#### ENTRIES SUPPLIED
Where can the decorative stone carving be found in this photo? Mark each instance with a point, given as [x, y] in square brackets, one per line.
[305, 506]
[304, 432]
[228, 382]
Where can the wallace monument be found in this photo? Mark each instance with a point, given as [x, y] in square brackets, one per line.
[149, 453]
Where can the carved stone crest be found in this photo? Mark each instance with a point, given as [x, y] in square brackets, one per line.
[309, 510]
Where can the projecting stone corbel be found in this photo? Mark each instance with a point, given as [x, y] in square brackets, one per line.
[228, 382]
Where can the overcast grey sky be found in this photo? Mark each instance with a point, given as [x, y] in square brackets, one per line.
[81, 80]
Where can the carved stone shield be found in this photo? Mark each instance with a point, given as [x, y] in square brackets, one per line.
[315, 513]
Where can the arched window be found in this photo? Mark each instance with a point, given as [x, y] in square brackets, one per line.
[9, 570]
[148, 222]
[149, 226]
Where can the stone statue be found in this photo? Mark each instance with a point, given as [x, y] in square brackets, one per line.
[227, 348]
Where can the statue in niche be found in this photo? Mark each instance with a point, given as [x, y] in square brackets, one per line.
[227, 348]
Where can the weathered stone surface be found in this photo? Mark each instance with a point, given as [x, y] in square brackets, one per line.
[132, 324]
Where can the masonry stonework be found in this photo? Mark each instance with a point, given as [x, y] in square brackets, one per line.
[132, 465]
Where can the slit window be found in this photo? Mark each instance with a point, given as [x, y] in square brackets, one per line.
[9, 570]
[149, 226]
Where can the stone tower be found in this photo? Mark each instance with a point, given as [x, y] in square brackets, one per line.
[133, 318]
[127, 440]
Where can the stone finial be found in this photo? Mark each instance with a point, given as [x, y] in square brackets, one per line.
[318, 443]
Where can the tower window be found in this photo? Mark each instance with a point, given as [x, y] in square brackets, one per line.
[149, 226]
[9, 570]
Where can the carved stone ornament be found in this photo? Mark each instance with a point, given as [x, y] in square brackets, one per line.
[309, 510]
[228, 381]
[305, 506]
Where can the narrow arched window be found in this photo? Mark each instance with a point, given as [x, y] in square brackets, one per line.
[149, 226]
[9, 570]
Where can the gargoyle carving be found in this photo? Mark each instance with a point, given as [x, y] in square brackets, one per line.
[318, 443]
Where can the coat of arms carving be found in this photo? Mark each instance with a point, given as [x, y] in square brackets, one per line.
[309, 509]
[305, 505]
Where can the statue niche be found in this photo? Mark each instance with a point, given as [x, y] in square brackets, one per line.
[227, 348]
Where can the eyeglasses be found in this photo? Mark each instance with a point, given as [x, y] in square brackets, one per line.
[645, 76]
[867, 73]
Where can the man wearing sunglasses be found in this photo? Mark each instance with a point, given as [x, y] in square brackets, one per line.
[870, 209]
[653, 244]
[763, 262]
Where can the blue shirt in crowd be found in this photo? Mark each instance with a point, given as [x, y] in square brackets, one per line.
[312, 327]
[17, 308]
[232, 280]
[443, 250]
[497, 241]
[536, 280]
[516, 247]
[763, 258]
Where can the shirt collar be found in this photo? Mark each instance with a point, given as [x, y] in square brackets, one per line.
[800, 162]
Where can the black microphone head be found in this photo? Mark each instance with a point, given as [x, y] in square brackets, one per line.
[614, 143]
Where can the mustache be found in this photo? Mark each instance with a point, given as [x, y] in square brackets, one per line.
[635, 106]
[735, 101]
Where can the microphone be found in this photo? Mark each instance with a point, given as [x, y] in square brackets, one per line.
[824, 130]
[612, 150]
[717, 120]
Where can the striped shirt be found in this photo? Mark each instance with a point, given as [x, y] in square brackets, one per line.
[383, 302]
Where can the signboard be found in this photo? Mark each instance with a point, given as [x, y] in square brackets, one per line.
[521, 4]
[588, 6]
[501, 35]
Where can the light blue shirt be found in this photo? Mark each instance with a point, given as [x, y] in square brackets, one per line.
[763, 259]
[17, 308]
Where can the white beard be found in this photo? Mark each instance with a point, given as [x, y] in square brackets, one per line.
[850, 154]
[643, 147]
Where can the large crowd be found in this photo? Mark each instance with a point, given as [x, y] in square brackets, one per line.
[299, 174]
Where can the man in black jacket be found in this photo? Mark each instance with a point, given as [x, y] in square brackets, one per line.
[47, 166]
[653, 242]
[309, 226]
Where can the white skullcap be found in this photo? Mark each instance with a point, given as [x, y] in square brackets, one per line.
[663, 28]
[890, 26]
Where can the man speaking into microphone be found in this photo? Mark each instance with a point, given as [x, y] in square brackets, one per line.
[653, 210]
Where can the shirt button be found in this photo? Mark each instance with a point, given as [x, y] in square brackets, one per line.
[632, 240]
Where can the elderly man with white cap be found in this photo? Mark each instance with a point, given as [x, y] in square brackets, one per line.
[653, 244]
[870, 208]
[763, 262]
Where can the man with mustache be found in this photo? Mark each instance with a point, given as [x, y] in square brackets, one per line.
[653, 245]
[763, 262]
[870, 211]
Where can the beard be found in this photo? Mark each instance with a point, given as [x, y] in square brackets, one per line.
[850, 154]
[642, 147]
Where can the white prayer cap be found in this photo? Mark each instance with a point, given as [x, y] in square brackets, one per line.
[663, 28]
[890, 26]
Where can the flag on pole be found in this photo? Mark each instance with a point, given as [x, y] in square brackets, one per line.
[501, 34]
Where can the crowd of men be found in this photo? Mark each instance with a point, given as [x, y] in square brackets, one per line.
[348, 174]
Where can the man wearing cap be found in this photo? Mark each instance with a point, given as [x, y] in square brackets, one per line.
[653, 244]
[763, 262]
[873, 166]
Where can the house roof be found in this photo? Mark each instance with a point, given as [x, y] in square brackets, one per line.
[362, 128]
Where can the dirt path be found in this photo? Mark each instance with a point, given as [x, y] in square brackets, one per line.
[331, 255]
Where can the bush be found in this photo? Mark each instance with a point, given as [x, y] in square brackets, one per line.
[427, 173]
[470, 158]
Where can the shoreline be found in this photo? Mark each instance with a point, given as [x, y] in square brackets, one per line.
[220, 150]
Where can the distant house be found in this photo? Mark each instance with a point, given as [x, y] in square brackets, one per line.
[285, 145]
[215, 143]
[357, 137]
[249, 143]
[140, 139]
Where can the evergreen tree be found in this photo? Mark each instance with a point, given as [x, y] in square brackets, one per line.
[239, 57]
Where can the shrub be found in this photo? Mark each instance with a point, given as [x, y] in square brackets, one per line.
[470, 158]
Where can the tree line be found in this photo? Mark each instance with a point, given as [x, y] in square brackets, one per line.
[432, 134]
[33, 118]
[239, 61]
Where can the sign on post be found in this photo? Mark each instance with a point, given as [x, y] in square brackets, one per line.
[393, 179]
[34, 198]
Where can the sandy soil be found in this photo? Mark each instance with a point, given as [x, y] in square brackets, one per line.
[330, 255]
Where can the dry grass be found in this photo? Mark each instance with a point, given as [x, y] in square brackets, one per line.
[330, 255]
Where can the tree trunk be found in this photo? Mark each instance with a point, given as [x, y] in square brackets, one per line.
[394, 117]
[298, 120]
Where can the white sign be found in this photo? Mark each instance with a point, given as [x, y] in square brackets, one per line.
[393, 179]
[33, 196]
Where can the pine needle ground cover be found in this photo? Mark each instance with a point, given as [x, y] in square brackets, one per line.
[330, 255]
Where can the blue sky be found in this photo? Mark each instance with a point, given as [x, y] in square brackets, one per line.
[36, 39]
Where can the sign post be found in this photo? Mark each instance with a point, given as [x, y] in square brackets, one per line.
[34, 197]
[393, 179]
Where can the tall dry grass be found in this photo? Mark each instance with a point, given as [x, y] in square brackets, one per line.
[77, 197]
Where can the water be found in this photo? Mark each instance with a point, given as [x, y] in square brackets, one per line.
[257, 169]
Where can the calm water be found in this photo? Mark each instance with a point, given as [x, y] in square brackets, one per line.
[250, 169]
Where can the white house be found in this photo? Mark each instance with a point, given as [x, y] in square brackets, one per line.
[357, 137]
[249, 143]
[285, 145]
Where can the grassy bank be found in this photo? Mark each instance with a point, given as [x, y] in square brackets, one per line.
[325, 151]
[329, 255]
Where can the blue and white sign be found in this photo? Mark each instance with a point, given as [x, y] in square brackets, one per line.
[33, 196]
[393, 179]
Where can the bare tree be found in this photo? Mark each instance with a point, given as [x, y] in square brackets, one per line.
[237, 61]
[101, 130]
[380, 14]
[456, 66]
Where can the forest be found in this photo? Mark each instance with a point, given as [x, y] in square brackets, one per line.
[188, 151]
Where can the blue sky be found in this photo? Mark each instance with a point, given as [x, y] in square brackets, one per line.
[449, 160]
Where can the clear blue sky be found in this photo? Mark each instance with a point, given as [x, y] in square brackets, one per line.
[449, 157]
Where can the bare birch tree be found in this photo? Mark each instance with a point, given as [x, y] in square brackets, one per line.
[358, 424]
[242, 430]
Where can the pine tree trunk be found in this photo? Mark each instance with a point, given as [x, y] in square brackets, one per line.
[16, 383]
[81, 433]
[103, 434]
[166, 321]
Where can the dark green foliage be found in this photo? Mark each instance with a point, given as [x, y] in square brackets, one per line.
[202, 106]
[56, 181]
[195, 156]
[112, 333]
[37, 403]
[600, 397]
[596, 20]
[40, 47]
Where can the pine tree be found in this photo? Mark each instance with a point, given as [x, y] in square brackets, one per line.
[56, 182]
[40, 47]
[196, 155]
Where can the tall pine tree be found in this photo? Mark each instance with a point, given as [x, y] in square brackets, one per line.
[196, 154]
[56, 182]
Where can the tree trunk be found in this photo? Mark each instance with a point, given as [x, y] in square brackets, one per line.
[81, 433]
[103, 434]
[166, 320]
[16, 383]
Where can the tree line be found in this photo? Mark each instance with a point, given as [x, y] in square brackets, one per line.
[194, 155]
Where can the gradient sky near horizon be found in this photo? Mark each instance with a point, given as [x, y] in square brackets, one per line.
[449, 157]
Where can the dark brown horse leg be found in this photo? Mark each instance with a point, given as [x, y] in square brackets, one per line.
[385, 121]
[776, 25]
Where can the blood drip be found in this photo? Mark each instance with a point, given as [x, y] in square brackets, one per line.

#### WRITTEN TASK
Output an exact copy of the lines beginning at the one that holds "Where can the gradient" and running through the final line of the records.

#### EXERCISE OUTPUT
Where can the gradient sky near horizon be found in this photo? Mark each instance with a point, given as [x, y] in square brackets, one per line.
[449, 157]
Where can the dark brown horse leg be found in this photo? Mark each instance with a point, given as [x, y] in square brackets, one per line.
[385, 121]
[776, 25]
Where can the blood drip be found in this photo? Mark each instance with a point, given as [x, y] in square brackets, one per line.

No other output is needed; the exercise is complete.